Document passage =>
****************************************

We Shouldn’t Be Surprised at Planned Parenthood’s Callous Inhumanity

While Kirsten Powers’ outrage at Planned Parenthood is well justified, it’s not anything new to those familiar with the organization’s ugly, racist, eugenicist history. And despite attempts by the group to downplay it, the behavior on display on those videos is (as the president said recently in a different context, but much more accurately in this case) “in Planned Parenthood’s DNA.”

About a century ago, Margaret Sanger, the founder of the organization, created a journal called Birth Control Review. In it, she published numerous papers on the need for purifying the race through selective breeding and culling. Some of the titles included “Some Moral Aspects of Eugenics” (June 1920), “The Eugenic Conscience” (February 1921), “The Purpose of Eugenics” (December 1924), “Birth Control and Positive Eugenics” (July 1925),  and “Birth Control: The True Eugenics” (August 1928). From her own childhood experience, Sanger believed that overpopulation was the source of most societal ills, writing that she “…associated poverty, toil, unemployment, drunkenness, cruelty, quarreling, fighting, debts, jails with large families.”

While many, then and now, might agree with that sentiment, she took it much further. In her seminal book Women and the New Race, she wrote that “the most merciful thing that the large family does to one of its infant members is to kill it.” When it came to a one-child policy, China had nothing on her. In 1932, she proposed three totalitarian rules:

Article 1. The purpose of the American Baby Code shall be to provide for a better distribution of babies…and to protect society against the propagation and increase of the unfit.

Article 4. No woman shall have the legal right to bear a child, and no man shall have the right to become a father, without a permit…

Article 6. No permit for parenthood shall be valid for more than one birth.

A couple years later, she proposed that society must “…give dysgenic groups in our population their choice of segregation or sterilization.”

While what she viewed as “bad genes” or “unfit” was clearly in the mind of the beholder, she displayed no apparent discomfort in the racist views of many of her colleagues. For example, S. Adolphus Knopf, a member of her American Birth Control League (a predecessor to Planned Parenthood), warned of the “black and yellow peril.” Another was Lothrop Stoddard, author of The Rising Tide of Color Against White Supremacy, who later lauded the Nazi eugenics program (aka The Holocaust) as “scientific” and “humanitarian.” And it is clear that she herself viewed blacks as a population that must be controlled. In 1922, she proposed enlisting them in the cause of their own eugenic solution, writing that:

We should hire three or four colored ministers, preferably with social-service backgrounds, and with engaging personalities. The most successful educational approach to the Negro is through a religious appeal. We don’t want the word to go out that we want to exterminate the Negro population, and the minister is the man who can straighten out that idea if it ever occurs to any of their more rebellious members.

****************************************

Data records =>

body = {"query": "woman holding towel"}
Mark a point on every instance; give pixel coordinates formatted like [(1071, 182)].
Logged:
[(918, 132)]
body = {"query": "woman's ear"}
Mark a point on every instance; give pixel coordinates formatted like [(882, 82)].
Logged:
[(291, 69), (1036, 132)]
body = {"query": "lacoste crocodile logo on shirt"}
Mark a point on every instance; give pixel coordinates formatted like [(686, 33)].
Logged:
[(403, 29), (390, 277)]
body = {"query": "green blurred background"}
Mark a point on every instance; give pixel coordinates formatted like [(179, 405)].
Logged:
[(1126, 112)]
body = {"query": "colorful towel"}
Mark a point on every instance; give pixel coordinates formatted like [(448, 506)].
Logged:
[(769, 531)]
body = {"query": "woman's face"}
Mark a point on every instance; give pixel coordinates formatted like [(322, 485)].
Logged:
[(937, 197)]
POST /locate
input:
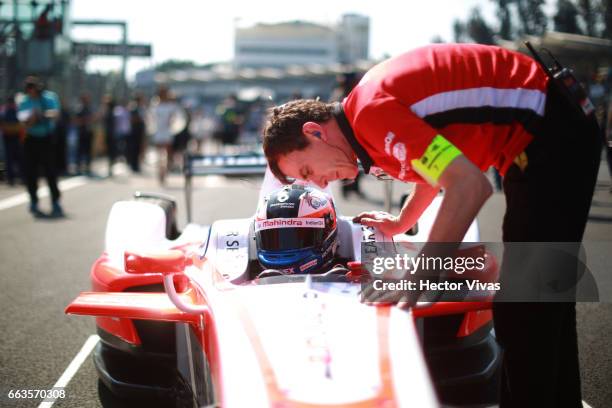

****************************************

Answer these questions from the article on Planned Parenthood's history:
(a) What journal did Margaret Sanger create?
(b) Under Article 6, for how many births is a permit for parenthood valid?
(c) Of which organization was S. Adolphus Knopf a member?

(a) Birth Control Review
(b) No more than one birth
(c) The American Birth Control League